* [Task]
Render the entries below as a Markdown table with the columns "No." and "Line," giving each line a numbered row and omitting blank lines. Leave the pictures out.

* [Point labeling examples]
[start]
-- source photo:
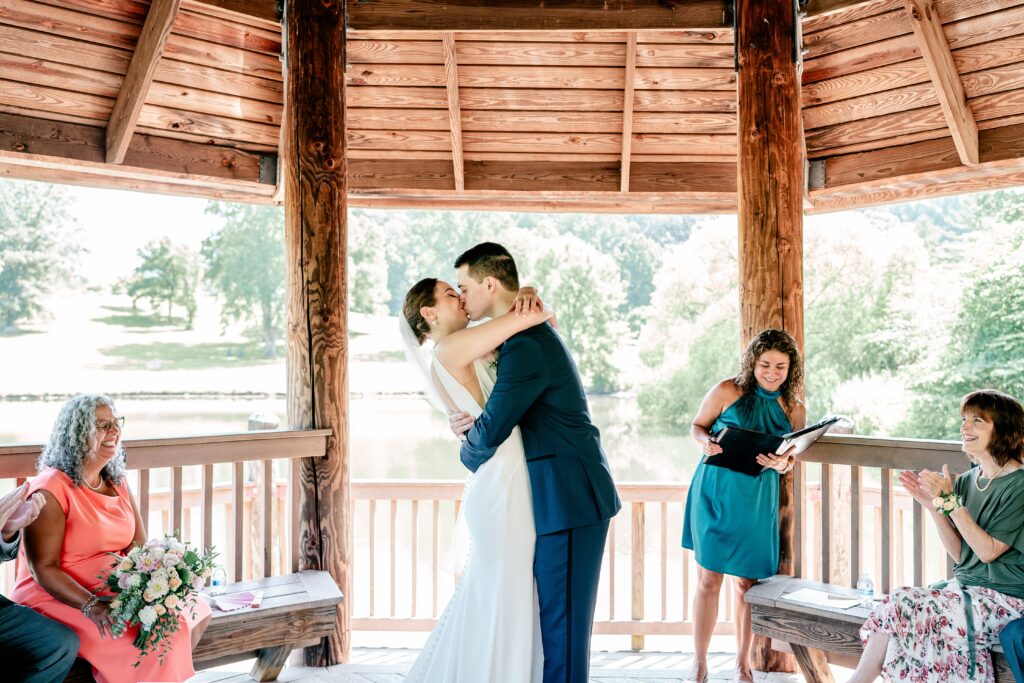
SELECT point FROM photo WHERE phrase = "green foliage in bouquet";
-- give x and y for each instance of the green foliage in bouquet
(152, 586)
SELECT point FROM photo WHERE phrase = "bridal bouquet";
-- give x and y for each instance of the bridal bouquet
[end]
* [Task solution]
| No. | Line |
|---|---|
| 1 | -- source photo: |
| 2 | SELECT point FROM photo WHERE phrase = "green foliage in bouquet"; |
| 3 | -- give x and y for each instance of the green foliage in bouquet |
| 4 | (152, 586) |
| 5 | SELECT point FROM photo WHERE phrase = "bridal bouquet"; |
| 6 | -- give x and y for each instance of the bridal bouquet |